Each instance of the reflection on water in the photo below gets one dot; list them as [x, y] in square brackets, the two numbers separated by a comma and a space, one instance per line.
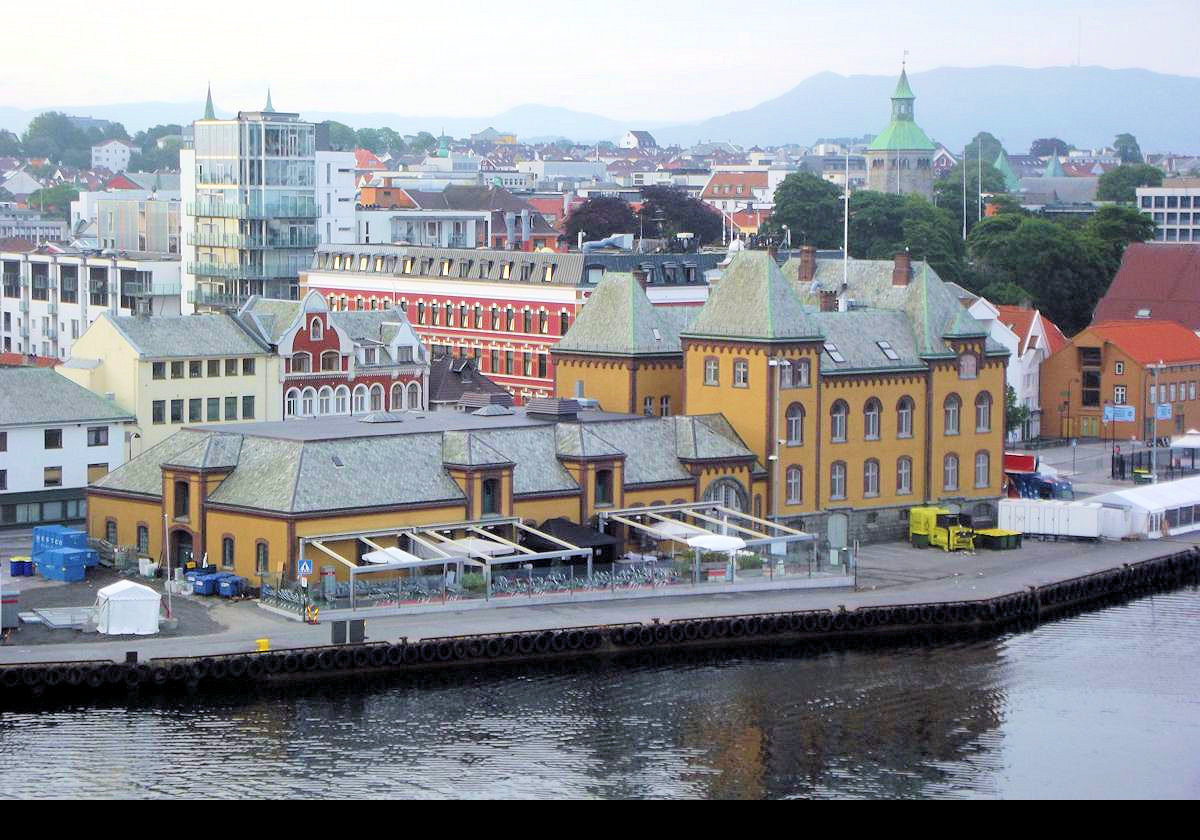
[1099, 705]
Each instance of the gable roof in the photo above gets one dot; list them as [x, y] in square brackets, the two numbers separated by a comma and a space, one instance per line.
[619, 319]
[1161, 277]
[1151, 341]
[753, 300]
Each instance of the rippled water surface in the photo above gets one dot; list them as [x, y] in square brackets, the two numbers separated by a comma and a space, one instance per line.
[1103, 705]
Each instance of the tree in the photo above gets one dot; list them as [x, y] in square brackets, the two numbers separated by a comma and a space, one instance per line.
[667, 211]
[1045, 147]
[10, 144]
[811, 209]
[881, 225]
[948, 189]
[1128, 149]
[54, 201]
[599, 217]
[1121, 184]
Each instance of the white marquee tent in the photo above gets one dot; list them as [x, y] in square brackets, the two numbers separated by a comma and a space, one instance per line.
[127, 609]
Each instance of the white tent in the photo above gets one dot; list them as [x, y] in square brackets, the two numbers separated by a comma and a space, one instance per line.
[127, 609]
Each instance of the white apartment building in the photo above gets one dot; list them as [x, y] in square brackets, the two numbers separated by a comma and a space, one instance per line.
[112, 155]
[55, 437]
[1175, 208]
[48, 299]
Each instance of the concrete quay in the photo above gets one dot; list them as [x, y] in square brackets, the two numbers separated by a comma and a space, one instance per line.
[888, 575]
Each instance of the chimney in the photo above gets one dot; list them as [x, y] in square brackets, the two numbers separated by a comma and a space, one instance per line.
[901, 270]
[808, 263]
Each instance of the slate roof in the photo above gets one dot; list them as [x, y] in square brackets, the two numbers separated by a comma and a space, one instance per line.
[754, 301]
[1161, 277]
[31, 395]
[181, 336]
[619, 319]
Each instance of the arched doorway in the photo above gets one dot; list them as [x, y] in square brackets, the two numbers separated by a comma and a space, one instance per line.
[180, 547]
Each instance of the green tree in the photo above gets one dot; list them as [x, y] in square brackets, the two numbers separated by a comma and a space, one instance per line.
[811, 208]
[10, 144]
[54, 201]
[667, 211]
[599, 217]
[1121, 184]
[1045, 147]
[1128, 149]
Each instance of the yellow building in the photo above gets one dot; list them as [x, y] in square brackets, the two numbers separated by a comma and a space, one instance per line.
[857, 411]
[169, 371]
[245, 495]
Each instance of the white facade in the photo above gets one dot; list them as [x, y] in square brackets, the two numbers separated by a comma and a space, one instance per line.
[335, 197]
[1175, 208]
[48, 300]
[112, 155]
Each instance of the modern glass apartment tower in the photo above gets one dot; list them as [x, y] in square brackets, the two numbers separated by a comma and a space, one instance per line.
[250, 213]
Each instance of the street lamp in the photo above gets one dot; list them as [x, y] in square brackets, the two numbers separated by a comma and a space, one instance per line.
[778, 382]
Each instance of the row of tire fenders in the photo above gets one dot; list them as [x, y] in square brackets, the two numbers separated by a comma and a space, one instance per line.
[1167, 571]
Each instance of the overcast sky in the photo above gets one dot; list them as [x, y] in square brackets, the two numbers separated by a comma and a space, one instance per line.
[669, 60]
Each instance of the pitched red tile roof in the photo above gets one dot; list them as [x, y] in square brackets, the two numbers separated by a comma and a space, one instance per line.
[1161, 277]
[1150, 341]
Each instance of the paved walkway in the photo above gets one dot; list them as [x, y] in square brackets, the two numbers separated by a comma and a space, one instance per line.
[888, 575]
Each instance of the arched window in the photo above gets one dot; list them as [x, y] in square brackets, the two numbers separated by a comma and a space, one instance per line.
[904, 418]
[904, 475]
[983, 412]
[838, 480]
[951, 472]
[795, 485]
[983, 468]
[952, 408]
[838, 414]
[871, 412]
[795, 424]
[871, 478]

** What to work on **
Please copy the line that holds "Each instance of the street" and each line under it through the last line above, exactly as they stand, adding nothing.

** Expected answer **
Each instance of the street lamp in the photo above gets one dot; list them as [x, y] in square brackets, the two numbers separated by a comma and a space, one instance per line.
[778, 382]
Each instance of the row of tire fenders in the photo above gets one dot; list them as [x, y] in square brackets, the two numbers separated by a comma and a space, one instance per line.
[1167, 571]
Each instance of the overcast sky in the photo above gets one dot; list them as [x, y] in square brackets, the two numbers separated by a comma and a space, one instance per line.
[669, 60]
Each instance of the pitched red tile roof in the photo above gets one dot; list them as [x, y] in square brackets, the two numbers separated by a comma and a space, one instance per line.
[1161, 277]
[1150, 341]
Each instance of the paved walkway in the photo above gets one dot; list them as [x, y] in square brackets, the two numbers separated by a comma and a space, one instance per line.
[888, 575]
Each instance of the arched window in the photo above gets one dot; list them as [x, y] in square brackets, the two numbers separated by a comma and a space, one instance per line.
[904, 418]
[904, 475]
[983, 412]
[838, 480]
[951, 472]
[795, 485]
[983, 468]
[952, 408]
[838, 414]
[871, 412]
[795, 424]
[871, 478]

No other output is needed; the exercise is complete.